— Exercise directions —
Copy out the lines below, switching every "row of shingles" to "line of shingles" and leaving the rest untouched.

Records from a collection

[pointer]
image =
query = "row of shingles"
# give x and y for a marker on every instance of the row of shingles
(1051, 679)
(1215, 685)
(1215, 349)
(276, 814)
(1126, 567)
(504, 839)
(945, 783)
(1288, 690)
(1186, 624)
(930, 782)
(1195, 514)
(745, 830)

— Answer in full —
[pointer]
image =
query = "line of shingles"
# give x and y for a marker on every instance of the line of shingles
(1051, 679)
(1215, 685)
(1215, 349)
(276, 814)
(1126, 567)
(504, 839)
(945, 783)
(1288, 690)
(1186, 624)
(930, 782)
(1195, 514)
(745, 830)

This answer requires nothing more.